> **Written instruction**
Reproduce the business school website reviews below in full, word for word.

───── Document section

The Wharton School of the University of Pennsylvania (http://www.wharton.upenn.edu/)It recently hosted its annual Latin America Business Conference in Philadelphia on the business environment of India and held alumni conferences in Shanghai and Paris in late spring 1997. It has 68alumni clubs in 112 countries. #
University of Rochester (http://www.ssb.rochester.edu/)MBA has exchange program partnerships with schools in nine countries. It also claims that applications to its MBA program have quadrupled from Russia and doubled from China in recent years, although they don't say how high was the original base.
Rotterdam School of Management (http://www.rsm.eur.nl/)Considering that universities were one of the first types of institutions to go online and considering they supposedly are the home of tomorrow's creative leaders, it is surprising how unimaginative are most academic sites. Rotterdam School of Management, however, which is parked in the Global MBA Elite group within the Learning section of the Worldclass Supersite, does its best at taking advantage of this medium. We found the People/Places section to be far and away the best part of its site due to its Newsletter that has several interesting articles and case studies plus a Movers and Shakers sections that is a "where are they now?" feature on alumni. The e-mails andresumes of students in this year's class are posted and insiders can gain access to the alumni database. Since half the reason you go to business school is for the contacts you make, we feel Rotterdam and other schools could become even more interactive by hosting a networking newsgroup where students past and present could communicate easily.
University of Southern California (http://www.usc.edu/dept/sba/index.html)The main site is drab, including a stale Spring 1995 "current" issue of USC Business Magazine, but you can jump to a much better separate site maintained by USC's International Business Education and Research (IBEAR) MBA program. Past consulting projects undertaken by students in this intensive 12-month program have involved analyzing Eastern European market consumer demand for a product, recommending a entry strategy into Brazil and identifying segments of the Asian healthcare market.

──────────
───── Items

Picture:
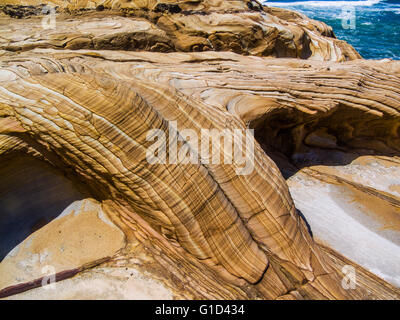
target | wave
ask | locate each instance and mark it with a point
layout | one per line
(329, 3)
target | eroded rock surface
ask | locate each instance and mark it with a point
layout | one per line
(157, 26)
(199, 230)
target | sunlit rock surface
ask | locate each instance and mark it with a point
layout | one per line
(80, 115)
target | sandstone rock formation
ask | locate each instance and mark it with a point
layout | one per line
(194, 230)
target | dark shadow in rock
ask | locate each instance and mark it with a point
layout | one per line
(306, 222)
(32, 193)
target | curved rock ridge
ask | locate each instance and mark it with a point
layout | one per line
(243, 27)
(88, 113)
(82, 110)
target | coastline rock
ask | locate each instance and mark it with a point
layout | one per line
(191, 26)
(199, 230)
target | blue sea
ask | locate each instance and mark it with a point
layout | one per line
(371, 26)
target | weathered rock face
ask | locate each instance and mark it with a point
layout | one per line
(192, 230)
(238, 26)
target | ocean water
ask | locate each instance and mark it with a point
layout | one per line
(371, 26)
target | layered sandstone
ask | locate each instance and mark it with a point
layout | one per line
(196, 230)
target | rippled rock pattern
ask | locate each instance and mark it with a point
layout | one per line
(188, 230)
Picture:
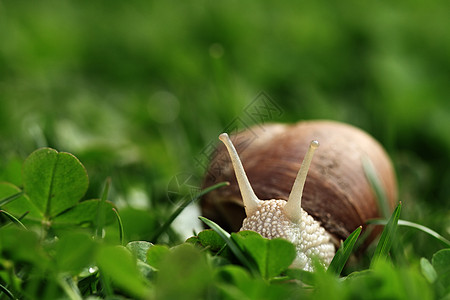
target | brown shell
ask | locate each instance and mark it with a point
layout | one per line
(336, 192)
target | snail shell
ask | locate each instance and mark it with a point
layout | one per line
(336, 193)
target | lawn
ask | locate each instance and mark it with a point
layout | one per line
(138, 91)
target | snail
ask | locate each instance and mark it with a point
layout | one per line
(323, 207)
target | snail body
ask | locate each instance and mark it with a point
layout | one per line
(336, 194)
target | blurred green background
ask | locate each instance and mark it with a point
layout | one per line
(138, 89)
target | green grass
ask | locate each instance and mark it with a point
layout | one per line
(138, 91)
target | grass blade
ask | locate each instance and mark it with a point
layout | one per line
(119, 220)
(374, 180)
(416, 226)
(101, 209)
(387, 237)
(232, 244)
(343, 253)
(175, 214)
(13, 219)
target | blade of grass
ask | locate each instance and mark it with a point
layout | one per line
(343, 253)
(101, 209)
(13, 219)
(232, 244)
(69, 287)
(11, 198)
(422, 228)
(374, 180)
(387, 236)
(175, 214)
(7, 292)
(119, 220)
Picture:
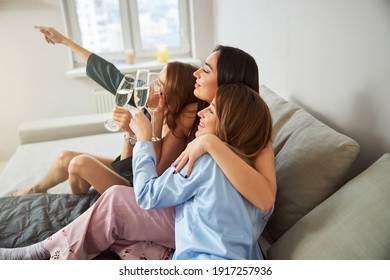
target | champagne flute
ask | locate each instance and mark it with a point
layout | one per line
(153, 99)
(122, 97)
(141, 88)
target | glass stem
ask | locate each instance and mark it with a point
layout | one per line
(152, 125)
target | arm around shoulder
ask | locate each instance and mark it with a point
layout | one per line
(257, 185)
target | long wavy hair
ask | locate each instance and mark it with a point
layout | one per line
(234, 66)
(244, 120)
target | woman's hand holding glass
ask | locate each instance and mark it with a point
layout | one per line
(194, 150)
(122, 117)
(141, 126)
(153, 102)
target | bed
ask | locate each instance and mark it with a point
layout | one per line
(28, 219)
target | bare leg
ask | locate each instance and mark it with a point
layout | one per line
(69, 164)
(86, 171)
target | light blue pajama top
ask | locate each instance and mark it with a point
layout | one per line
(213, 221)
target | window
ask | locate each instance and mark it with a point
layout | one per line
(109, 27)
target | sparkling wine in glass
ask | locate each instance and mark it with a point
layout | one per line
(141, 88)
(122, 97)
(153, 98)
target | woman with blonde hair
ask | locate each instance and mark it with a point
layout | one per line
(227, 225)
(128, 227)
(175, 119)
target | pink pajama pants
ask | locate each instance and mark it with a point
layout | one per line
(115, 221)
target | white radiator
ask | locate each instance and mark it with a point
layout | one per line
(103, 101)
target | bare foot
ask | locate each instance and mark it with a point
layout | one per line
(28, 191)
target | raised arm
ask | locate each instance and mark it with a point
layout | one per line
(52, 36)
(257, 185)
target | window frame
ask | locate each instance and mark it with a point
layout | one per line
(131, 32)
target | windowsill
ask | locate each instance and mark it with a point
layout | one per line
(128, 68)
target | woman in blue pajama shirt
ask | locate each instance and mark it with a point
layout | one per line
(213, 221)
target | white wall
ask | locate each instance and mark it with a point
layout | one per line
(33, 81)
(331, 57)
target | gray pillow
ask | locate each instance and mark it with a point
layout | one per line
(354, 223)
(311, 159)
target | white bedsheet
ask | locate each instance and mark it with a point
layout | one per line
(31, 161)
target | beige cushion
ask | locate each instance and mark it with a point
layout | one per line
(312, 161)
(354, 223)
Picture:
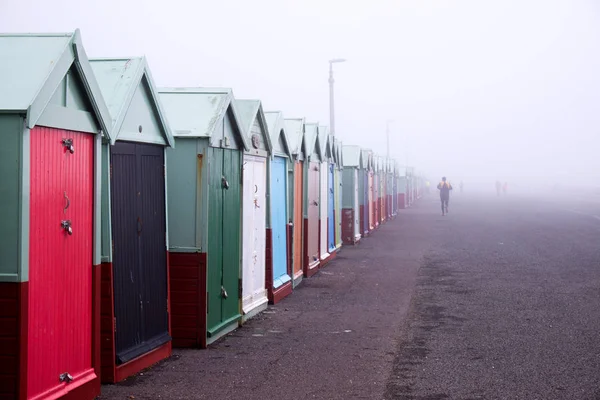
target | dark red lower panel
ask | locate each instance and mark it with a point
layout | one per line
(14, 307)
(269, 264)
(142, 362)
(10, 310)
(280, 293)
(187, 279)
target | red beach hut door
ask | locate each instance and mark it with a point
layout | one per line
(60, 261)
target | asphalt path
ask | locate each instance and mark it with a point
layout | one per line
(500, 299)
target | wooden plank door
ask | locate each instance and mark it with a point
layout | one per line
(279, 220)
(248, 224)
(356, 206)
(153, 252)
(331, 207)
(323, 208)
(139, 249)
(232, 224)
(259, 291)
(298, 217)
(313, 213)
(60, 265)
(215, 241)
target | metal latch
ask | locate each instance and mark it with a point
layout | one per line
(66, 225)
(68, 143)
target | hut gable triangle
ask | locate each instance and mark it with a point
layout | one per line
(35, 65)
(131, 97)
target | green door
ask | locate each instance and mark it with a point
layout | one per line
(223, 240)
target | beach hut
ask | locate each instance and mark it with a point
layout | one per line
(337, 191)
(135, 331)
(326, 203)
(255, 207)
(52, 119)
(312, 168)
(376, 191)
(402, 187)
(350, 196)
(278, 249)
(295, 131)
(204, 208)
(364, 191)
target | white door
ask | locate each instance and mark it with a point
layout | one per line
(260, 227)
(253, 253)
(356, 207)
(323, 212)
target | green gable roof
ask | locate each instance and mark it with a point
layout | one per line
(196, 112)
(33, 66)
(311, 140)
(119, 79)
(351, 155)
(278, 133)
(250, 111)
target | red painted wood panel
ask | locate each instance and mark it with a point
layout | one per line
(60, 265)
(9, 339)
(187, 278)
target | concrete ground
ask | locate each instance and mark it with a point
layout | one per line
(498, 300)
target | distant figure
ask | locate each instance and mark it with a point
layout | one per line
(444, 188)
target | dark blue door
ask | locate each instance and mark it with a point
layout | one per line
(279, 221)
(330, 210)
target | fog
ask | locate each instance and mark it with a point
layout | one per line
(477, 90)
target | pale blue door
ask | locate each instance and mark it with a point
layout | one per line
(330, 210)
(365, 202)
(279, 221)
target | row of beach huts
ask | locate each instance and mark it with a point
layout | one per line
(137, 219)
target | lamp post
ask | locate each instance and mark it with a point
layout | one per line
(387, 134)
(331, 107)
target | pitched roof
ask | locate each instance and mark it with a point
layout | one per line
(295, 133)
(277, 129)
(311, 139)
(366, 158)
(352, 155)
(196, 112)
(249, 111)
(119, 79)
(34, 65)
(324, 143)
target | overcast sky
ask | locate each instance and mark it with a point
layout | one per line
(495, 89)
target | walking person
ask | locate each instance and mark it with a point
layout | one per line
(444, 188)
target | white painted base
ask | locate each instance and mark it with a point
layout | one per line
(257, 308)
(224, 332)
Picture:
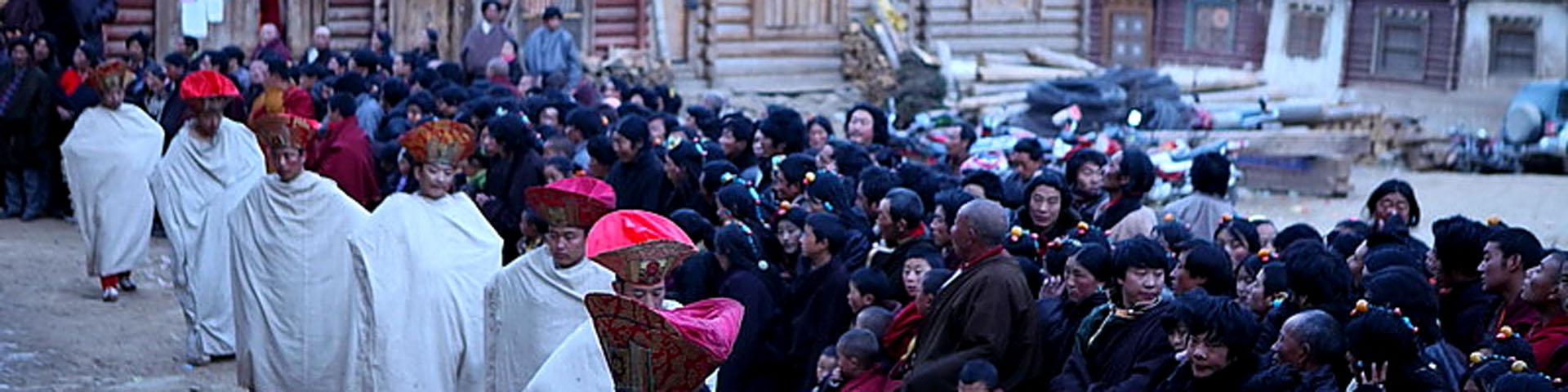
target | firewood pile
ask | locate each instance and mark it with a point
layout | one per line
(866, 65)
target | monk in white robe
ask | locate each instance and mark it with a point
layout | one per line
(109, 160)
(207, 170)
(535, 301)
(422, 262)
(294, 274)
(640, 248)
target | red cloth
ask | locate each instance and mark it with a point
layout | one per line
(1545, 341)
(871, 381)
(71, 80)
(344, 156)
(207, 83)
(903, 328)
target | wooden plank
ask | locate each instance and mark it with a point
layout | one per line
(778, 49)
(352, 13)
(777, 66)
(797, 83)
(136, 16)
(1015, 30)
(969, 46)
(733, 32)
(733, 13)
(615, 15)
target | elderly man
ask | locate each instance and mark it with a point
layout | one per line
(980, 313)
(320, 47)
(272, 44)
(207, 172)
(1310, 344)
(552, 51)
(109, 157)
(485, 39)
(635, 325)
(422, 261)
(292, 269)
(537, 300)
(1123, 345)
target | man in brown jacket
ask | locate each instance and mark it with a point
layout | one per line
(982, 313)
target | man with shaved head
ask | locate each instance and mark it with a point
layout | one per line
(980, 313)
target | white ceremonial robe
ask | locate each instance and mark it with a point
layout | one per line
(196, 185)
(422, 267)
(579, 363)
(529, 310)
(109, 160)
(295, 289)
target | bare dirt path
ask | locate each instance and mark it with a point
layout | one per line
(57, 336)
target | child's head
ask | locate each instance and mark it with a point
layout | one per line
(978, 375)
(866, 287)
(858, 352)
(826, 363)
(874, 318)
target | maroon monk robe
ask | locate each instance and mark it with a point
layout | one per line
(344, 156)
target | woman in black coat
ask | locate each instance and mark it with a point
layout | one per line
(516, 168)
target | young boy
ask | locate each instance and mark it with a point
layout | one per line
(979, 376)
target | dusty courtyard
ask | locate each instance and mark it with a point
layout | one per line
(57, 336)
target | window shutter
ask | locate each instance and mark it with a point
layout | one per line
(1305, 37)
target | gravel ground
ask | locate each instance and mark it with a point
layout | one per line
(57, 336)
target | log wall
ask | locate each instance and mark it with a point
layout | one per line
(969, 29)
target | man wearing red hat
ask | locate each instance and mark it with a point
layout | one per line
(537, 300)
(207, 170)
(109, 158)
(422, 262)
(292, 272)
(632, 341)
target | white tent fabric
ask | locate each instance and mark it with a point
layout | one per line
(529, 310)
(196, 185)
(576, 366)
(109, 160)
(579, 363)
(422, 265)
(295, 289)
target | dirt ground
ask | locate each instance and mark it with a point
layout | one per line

──────────

> **In response**
The Wharton School of the University of Pennsylvania (http://www.wharton.upenn.edu/)It recently hosted its annual Latin America Business Conference in Philadelphia on the business environment of India and held alumni conferences in Shanghai and Paris in late spring 1997. It has 68alumni clubs in 112 countries. #
University of Rochester (http://www.ssb.rochester.edu/)MBA has exchange program partnerships with schools in nine countries. It also claims that applications to its MBA program have quadrupled from Russia and doubled from China in recent years, although they don't say how high was the original base.
Rotterdam School of Management (http://www.rsm.eur.nl/)Considering that universities were one of the first types of institutions to go online and considering they supposedly are the home of tomorrow's creative leaders, it is surprising how unimaginative are most academic sites. Rotterdam School of Management, however, which is parked in the Global MBA Elite group within the Learning section of the Worldclass Supersite, does its best at taking advantage of this medium. We found the People/Places section to be far and away the best part of its site due to its Newsletter that has several interesting articles and case studies plus a Movers and Shakers sections that is a "where are they now?" feature on alumni. The e-mails andresumes of students in this year's class are posted and insiders can gain access to the alumni database. Since half the reason you go to business school is for the contacts you make, we feel Rotterdam and other schools could become even more interactive by hosting a networking newsgroup where students past and present could communicate easily.
University of Southern California (http://www.usc.edu/dept/sba/index.html)The main site is drab, including a stale Spring 1995 "current" issue of USC Business Magazine, but you can jump to a much better separate site maintained by USC's International Business Education and Research (IBEAR) MBA program. Past consulting projects undertaken by students in this intensive 12-month program have involved analyzing Eastern European market consumer demand for a product, recommending a entry strategy into Brazil and identifying segments of the Asian healthcare market.